Required work: Reproduce only the lines beginning with the one that contains "Could you point out the outboard" and continuing through the end of the items, requests included. Multiply each coordinate value in the answers by 0.35 and round it to a whole number, with halves rounded up, while leaving the requests unchanged.

Supplied records:
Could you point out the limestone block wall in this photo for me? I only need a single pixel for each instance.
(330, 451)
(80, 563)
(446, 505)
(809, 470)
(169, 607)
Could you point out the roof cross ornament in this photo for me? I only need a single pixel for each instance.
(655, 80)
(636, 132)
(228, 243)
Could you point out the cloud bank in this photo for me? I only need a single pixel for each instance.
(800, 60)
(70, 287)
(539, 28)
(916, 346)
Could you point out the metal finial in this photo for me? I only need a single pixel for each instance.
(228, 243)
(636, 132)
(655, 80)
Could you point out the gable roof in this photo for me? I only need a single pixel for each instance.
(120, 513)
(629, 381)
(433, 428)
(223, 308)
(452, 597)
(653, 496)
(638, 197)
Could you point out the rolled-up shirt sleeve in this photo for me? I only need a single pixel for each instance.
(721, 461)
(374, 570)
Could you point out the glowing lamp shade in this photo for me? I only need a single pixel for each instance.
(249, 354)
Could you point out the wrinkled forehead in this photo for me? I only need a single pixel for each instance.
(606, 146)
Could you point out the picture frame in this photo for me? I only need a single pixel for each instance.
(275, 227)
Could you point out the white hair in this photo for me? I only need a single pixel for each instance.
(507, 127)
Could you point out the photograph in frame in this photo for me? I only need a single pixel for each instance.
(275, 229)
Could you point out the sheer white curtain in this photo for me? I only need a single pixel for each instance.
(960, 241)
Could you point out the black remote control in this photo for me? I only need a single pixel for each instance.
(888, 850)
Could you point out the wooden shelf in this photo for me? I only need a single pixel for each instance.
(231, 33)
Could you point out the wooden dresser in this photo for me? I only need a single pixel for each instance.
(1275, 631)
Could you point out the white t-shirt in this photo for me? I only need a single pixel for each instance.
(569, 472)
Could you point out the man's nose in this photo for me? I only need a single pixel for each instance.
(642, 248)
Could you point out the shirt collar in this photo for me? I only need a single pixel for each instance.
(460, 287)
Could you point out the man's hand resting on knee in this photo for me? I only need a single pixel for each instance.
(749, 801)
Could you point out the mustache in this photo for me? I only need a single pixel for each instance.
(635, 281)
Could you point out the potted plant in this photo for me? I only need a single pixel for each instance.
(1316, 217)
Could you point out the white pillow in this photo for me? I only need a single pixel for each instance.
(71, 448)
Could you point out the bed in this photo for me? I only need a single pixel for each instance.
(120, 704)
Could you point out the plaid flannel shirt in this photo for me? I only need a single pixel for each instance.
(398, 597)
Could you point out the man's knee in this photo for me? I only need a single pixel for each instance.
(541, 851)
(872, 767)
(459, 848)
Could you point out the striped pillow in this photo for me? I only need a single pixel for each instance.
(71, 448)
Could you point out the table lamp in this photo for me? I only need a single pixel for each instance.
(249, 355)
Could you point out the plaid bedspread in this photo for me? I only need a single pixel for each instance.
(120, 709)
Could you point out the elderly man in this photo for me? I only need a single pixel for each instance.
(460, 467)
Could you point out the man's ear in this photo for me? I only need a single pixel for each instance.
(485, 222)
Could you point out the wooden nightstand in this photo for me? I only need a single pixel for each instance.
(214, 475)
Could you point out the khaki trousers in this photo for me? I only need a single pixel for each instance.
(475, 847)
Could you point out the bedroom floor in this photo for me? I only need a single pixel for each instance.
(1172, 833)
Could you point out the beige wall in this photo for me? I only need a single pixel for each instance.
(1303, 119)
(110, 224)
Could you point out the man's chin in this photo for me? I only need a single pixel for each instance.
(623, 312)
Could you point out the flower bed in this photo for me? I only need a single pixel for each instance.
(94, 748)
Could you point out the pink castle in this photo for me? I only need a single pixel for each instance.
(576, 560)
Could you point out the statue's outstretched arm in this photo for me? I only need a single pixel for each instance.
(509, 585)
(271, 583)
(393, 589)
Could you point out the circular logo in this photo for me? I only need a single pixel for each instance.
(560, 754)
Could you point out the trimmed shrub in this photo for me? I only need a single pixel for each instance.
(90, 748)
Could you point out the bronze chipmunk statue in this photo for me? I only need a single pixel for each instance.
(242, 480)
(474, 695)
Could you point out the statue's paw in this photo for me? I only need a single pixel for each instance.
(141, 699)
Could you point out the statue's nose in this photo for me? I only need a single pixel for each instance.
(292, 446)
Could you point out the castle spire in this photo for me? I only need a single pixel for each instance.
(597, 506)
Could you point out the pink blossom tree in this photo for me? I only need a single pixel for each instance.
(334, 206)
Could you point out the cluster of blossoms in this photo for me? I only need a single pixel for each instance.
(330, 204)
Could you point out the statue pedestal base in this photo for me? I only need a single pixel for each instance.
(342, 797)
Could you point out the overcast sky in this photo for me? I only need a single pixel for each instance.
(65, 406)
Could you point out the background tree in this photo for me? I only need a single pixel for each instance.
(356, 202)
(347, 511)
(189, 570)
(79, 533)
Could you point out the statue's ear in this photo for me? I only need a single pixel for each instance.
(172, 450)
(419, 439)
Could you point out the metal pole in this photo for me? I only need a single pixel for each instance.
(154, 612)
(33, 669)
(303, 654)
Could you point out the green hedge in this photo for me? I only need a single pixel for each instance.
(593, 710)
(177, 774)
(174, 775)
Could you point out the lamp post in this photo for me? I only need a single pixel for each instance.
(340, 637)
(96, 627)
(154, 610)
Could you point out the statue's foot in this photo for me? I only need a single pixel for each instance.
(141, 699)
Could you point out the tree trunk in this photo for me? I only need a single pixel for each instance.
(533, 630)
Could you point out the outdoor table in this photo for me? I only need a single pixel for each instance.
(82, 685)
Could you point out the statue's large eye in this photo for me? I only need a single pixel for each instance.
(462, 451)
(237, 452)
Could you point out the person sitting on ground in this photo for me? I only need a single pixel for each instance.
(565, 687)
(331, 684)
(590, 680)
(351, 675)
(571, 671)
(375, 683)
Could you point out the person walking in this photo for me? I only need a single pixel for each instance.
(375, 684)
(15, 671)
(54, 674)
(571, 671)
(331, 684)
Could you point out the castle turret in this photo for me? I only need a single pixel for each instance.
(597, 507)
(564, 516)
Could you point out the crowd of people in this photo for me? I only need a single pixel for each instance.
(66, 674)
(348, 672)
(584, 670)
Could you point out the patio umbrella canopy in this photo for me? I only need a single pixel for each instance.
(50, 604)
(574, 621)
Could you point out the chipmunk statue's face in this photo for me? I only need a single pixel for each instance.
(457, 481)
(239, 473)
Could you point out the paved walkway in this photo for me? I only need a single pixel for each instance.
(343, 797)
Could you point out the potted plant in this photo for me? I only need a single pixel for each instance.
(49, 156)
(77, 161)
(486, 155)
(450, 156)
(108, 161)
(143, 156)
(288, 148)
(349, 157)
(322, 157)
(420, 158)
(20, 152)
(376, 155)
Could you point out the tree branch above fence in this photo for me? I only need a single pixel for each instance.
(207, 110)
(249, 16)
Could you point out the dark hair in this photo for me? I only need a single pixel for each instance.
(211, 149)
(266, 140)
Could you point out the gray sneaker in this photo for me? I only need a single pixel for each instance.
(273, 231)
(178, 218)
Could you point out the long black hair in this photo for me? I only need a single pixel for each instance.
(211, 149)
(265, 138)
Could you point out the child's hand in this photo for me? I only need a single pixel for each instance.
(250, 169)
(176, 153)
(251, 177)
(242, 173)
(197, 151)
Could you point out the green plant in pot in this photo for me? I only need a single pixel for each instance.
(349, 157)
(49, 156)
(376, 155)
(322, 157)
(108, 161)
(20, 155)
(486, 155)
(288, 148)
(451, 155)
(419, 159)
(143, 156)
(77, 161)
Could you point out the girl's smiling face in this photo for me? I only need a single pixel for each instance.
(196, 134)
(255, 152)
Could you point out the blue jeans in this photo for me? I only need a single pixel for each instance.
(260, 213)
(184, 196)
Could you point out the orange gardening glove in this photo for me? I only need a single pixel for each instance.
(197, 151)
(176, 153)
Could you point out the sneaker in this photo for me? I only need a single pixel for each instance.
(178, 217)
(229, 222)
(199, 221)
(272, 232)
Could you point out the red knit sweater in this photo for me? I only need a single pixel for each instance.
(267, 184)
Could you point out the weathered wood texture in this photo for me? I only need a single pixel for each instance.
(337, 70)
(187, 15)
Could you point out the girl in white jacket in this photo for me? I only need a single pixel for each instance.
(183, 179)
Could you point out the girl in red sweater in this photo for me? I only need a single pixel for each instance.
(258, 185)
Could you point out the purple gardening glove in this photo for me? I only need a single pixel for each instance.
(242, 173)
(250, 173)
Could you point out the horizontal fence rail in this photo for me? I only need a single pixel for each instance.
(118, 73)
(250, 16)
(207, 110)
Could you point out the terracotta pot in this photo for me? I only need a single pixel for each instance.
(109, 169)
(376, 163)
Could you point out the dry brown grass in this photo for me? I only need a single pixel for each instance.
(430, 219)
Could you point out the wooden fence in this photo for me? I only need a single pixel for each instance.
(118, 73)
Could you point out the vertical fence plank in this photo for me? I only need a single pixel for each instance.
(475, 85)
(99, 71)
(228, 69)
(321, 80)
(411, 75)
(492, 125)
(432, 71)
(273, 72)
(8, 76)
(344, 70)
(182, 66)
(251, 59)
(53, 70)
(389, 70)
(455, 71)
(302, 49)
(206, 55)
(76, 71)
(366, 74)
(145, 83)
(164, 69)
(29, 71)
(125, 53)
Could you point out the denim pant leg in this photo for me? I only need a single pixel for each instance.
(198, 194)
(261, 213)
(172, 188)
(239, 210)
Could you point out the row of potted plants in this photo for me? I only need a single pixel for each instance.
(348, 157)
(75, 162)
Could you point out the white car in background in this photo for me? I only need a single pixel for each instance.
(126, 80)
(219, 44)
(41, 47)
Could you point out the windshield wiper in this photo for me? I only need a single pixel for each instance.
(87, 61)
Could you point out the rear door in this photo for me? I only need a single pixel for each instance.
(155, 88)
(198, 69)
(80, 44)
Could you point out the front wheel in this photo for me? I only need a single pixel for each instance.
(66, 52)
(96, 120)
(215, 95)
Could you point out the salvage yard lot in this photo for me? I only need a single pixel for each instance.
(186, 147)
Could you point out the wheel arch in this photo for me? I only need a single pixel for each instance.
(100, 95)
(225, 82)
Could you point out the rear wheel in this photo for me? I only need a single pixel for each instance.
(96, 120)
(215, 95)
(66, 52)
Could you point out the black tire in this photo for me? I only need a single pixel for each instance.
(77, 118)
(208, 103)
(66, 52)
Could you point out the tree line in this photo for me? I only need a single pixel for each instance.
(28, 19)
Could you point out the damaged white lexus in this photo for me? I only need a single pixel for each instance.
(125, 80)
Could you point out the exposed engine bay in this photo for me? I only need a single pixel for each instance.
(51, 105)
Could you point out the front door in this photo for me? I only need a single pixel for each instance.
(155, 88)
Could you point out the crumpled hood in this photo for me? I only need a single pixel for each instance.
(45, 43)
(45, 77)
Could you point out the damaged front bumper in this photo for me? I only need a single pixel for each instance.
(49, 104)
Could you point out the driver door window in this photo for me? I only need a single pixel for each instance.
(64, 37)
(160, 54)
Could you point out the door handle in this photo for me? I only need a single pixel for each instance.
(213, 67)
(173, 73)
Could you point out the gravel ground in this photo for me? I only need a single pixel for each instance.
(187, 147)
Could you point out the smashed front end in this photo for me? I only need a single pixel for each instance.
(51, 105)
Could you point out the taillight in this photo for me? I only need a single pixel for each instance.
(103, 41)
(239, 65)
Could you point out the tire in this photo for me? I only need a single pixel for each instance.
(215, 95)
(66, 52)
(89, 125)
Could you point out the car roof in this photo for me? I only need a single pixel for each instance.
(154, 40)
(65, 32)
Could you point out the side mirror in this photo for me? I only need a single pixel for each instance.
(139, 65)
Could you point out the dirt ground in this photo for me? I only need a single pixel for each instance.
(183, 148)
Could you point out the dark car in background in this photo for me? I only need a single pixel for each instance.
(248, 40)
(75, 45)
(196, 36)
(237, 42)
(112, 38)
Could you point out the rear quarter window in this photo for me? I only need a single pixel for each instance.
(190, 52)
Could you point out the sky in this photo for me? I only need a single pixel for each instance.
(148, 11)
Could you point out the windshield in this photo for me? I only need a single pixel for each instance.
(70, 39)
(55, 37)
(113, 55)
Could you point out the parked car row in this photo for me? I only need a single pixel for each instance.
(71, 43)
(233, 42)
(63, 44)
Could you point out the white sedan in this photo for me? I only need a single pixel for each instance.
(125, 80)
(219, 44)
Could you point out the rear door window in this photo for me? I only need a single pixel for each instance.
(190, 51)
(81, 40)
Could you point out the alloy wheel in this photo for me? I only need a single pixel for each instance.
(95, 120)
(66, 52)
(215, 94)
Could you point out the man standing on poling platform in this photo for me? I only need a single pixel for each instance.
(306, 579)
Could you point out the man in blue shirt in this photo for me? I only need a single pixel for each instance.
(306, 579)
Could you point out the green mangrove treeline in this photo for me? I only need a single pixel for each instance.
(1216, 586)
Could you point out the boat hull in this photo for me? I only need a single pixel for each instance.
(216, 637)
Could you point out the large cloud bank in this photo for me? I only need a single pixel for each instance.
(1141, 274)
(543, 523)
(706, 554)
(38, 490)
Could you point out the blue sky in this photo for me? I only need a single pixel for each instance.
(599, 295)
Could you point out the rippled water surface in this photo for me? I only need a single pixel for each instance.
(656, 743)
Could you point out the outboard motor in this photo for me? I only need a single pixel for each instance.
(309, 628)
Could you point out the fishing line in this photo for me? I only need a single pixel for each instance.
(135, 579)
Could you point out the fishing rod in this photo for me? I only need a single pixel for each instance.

Response:
Could you point out the outboard motor in this photo for me? I only need a single pixel for each instance.
(108, 220)
Could you point out the fishing line in this photo for me? I only need a single pixel for each instance.
(47, 203)
Could you point out the fishing rod in this photo for me? I only need a single pixel for each instance.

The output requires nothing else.